Start of Block
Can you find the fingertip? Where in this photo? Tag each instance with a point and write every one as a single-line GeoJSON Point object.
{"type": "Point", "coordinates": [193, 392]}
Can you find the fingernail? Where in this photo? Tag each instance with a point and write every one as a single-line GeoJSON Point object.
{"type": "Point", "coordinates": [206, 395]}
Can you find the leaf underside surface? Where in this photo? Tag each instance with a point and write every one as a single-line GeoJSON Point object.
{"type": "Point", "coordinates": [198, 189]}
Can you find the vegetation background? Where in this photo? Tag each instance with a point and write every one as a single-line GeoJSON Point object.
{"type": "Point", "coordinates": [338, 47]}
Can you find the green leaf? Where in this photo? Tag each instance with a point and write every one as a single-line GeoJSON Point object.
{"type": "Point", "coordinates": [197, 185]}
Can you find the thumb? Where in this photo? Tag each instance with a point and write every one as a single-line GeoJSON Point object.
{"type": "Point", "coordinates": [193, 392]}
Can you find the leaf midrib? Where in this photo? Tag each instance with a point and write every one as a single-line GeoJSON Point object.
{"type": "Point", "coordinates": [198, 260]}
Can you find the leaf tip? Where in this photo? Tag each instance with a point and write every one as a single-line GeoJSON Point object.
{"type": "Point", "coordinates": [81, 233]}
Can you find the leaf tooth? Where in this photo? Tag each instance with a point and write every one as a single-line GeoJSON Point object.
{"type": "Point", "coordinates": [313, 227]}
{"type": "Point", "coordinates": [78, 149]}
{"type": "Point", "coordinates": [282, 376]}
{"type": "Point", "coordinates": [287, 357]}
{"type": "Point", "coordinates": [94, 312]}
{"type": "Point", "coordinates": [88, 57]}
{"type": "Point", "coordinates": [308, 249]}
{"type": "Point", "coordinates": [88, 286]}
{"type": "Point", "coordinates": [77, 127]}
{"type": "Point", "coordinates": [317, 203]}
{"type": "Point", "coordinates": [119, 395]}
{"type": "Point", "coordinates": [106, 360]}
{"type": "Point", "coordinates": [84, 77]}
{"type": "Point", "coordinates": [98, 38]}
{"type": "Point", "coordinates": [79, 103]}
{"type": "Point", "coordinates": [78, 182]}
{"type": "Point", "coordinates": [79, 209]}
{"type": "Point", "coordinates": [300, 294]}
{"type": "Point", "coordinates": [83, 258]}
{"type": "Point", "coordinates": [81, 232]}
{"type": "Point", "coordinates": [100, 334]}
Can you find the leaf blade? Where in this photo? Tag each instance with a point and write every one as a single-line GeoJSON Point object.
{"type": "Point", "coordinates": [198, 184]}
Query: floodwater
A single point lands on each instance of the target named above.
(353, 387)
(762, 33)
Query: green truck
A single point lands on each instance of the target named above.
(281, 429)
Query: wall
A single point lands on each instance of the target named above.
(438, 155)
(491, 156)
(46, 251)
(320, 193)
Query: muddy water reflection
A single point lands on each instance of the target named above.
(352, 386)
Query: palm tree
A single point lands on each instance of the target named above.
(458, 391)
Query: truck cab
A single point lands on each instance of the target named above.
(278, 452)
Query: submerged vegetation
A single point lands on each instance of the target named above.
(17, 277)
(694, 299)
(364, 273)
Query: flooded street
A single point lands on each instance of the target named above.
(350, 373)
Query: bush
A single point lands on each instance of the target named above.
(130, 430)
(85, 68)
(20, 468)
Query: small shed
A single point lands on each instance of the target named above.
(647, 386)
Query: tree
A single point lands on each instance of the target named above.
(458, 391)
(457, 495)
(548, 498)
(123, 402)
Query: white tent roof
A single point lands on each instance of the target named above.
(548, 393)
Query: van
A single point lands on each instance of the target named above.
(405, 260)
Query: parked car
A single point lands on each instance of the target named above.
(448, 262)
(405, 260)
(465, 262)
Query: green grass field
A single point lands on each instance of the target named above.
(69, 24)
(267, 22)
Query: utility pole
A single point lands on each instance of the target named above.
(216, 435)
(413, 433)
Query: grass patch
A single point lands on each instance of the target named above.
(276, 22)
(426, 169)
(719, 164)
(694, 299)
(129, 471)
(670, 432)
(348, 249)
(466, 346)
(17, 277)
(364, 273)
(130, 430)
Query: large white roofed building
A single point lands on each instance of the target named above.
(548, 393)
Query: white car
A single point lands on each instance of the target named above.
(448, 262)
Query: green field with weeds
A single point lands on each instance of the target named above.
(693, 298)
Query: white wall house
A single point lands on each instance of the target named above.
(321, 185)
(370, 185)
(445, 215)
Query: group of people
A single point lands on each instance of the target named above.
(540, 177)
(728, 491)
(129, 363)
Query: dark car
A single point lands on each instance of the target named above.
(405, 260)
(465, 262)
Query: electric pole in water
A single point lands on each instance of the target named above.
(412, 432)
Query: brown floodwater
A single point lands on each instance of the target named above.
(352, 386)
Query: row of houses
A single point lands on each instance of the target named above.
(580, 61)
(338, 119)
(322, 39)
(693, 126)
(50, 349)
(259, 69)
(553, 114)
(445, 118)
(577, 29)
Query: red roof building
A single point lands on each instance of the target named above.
End of Block
| Task prompt |
Find and copy each line above that includes the string "pole".

| Result of this task |
Query: utility pole
Query: electric pole in water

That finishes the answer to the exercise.